• Boundary annotation data for images:
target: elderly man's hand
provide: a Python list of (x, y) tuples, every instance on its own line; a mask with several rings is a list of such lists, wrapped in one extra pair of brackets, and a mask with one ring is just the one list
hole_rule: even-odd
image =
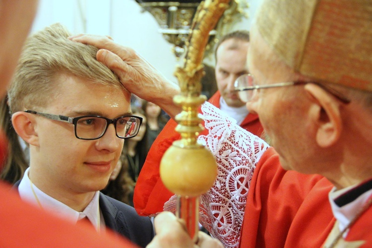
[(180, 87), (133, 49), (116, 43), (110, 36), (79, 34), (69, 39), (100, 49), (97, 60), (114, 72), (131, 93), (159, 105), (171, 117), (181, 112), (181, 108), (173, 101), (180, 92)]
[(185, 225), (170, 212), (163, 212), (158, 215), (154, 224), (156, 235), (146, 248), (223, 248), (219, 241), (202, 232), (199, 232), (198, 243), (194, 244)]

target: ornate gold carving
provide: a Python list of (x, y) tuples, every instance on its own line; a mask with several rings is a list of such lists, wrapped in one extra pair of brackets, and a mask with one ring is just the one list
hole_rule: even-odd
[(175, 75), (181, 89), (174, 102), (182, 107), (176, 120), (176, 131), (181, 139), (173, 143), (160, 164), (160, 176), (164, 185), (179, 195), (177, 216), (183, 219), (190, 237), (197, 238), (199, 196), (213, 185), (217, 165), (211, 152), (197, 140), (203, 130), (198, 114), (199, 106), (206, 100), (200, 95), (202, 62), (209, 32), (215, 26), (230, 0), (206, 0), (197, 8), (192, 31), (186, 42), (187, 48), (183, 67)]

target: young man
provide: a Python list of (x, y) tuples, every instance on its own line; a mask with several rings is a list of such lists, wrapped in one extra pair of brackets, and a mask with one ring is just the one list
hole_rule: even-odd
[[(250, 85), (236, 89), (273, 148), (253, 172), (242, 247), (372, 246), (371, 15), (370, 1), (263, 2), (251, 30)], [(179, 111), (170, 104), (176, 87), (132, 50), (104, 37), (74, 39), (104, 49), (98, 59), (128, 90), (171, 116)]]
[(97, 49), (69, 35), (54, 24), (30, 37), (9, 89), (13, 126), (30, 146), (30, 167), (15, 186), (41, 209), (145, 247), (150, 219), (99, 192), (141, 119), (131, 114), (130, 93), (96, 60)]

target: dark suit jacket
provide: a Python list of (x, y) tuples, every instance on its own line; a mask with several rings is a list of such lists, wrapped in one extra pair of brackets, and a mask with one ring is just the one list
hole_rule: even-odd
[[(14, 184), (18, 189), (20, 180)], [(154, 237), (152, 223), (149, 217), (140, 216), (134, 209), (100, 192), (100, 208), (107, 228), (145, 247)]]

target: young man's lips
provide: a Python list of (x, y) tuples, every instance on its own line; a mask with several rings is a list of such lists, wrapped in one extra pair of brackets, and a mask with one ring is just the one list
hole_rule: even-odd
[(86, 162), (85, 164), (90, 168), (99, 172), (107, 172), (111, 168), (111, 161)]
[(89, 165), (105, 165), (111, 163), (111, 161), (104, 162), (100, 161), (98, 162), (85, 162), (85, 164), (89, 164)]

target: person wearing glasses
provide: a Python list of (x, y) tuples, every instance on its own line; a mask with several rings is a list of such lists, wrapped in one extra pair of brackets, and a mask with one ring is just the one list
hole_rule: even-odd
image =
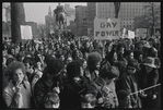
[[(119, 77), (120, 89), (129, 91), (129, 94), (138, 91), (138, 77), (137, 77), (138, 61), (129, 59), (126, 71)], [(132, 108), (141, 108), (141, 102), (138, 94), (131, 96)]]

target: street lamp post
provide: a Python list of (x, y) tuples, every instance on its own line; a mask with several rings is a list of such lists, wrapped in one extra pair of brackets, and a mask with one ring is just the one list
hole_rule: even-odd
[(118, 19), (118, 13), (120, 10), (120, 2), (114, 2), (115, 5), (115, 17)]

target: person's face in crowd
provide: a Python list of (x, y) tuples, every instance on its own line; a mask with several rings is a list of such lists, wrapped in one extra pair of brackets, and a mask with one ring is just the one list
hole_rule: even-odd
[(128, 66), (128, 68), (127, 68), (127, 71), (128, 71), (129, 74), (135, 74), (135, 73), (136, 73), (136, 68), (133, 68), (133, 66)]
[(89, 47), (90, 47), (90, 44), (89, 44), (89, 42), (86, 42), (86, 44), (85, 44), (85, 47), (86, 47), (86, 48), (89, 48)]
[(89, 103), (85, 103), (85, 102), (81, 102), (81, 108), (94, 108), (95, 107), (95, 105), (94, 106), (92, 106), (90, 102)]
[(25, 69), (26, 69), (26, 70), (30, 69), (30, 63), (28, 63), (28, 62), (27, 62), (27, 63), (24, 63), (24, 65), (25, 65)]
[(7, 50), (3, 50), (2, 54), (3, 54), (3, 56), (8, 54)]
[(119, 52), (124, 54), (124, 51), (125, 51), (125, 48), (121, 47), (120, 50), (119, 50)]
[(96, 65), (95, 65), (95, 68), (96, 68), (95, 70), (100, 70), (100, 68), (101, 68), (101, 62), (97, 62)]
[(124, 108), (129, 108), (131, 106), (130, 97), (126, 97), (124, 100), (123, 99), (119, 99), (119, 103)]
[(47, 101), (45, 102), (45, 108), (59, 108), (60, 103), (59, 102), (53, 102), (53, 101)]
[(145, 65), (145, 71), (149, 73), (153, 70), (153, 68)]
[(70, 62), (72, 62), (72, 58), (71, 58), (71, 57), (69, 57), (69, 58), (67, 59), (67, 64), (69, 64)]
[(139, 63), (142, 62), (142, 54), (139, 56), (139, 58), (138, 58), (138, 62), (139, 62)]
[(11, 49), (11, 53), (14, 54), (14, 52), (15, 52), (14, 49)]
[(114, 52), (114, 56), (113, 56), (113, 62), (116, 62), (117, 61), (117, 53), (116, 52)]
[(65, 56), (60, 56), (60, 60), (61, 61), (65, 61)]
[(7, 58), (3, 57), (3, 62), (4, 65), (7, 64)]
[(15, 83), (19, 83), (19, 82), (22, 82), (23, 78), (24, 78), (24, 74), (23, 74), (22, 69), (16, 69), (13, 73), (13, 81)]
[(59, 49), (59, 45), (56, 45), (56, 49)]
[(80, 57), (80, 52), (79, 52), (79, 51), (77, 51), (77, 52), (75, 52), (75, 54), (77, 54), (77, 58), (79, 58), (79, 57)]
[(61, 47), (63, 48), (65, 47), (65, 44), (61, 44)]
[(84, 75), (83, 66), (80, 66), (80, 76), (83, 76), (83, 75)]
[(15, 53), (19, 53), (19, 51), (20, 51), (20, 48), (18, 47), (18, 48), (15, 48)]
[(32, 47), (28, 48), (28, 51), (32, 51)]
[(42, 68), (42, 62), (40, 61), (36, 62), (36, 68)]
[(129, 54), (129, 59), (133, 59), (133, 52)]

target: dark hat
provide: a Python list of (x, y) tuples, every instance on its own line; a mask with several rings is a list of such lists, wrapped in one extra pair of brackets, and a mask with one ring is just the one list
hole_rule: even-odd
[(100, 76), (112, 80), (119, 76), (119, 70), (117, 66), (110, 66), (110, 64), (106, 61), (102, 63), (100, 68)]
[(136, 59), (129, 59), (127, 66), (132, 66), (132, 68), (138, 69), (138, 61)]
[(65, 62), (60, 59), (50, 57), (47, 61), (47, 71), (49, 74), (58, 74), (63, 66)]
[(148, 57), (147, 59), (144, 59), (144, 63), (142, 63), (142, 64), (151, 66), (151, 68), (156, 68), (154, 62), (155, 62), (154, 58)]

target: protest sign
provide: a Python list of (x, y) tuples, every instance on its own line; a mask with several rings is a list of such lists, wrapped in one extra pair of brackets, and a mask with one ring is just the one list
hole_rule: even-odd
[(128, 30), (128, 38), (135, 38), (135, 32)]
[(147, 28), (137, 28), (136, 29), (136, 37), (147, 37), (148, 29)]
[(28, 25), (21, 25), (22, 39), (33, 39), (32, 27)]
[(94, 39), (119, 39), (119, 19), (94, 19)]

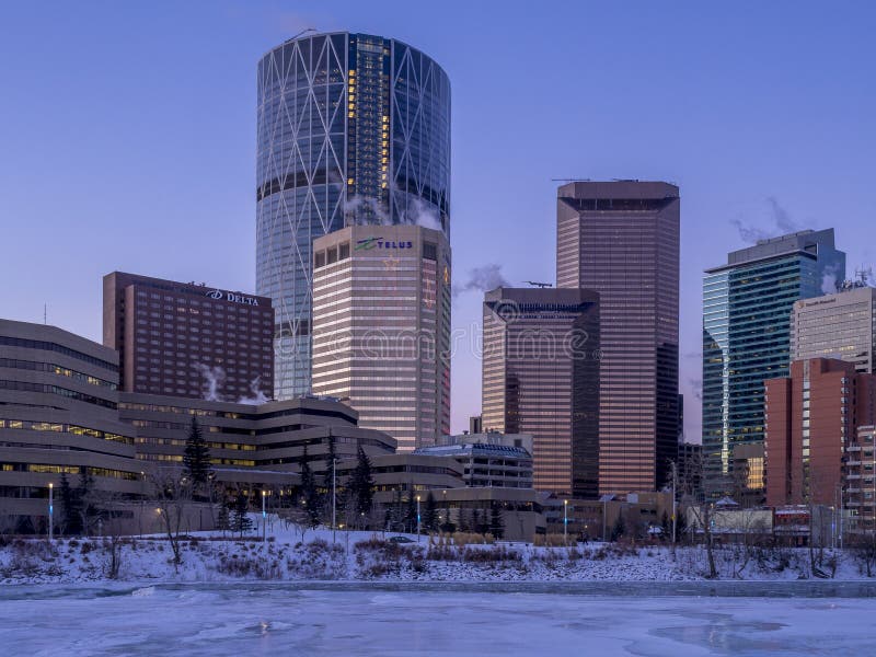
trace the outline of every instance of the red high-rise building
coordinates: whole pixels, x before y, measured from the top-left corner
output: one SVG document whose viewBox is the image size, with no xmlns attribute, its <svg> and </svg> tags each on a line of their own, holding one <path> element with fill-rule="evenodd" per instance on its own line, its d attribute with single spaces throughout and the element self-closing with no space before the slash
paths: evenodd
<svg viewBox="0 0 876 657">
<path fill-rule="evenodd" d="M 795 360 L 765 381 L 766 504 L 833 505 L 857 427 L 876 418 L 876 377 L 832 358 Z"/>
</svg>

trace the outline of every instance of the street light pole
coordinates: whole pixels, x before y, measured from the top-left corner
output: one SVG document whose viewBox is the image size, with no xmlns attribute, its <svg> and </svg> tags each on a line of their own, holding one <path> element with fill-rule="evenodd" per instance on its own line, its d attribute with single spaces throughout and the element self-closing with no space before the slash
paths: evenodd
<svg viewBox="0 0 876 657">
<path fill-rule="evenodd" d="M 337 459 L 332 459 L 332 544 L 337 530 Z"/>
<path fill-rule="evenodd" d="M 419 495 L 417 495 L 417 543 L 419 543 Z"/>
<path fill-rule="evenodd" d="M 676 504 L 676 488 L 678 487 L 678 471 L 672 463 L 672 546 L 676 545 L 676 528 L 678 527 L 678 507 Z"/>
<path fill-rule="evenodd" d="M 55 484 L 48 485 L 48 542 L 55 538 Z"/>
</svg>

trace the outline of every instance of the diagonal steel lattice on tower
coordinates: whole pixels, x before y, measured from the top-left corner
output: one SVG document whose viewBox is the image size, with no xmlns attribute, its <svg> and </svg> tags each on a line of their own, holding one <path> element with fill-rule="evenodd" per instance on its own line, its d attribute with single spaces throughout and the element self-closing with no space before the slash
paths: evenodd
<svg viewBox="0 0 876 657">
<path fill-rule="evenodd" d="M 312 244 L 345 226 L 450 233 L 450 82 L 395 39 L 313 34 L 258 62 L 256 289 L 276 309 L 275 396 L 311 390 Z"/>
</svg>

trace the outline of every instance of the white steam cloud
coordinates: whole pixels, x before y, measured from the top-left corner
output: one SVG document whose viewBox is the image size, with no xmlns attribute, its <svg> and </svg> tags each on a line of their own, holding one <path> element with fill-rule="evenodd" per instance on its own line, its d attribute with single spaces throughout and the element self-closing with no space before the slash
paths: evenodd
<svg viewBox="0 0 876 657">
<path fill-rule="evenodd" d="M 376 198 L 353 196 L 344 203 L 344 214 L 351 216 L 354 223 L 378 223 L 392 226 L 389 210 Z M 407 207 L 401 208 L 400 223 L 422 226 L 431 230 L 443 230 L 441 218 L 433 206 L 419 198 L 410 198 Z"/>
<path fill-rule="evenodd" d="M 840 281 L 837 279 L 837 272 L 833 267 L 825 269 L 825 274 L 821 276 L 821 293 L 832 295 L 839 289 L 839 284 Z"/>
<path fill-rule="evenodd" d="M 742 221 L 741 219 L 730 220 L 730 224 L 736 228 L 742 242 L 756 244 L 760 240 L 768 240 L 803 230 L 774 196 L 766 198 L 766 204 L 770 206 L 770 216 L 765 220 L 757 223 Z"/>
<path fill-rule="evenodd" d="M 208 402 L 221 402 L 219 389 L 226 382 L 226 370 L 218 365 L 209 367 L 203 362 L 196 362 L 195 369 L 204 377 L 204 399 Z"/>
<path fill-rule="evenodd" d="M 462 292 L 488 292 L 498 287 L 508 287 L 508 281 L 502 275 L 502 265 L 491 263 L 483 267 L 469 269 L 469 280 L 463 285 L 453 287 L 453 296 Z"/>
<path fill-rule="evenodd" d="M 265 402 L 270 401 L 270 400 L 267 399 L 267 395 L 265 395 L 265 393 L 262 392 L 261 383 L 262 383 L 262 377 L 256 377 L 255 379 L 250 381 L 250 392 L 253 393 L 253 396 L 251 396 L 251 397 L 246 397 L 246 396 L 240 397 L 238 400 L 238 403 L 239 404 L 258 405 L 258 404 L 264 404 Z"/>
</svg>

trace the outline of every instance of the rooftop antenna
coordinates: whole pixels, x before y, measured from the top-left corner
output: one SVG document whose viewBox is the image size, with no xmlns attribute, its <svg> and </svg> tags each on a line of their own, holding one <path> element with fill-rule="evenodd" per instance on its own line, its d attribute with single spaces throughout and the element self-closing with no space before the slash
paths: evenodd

• REQUIREMENT: Please reproduce the lines of the records word for word, starting at the line that contains "target: street lamp post" and ending with the line that contains "5), (115, 17)]".

• WRITTEN ANSWER:
target: street lamp post
provide: a Python list of (x, y) tuples, every instance on its own line; a mask with several rings is a list of such lists, wrapped in one extra pair of brackets, and a mask with one ring is just the one list
hole_rule: even-odd
[(118, 19), (118, 13), (120, 10), (120, 2), (114, 2), (115, 5), (115, 17)]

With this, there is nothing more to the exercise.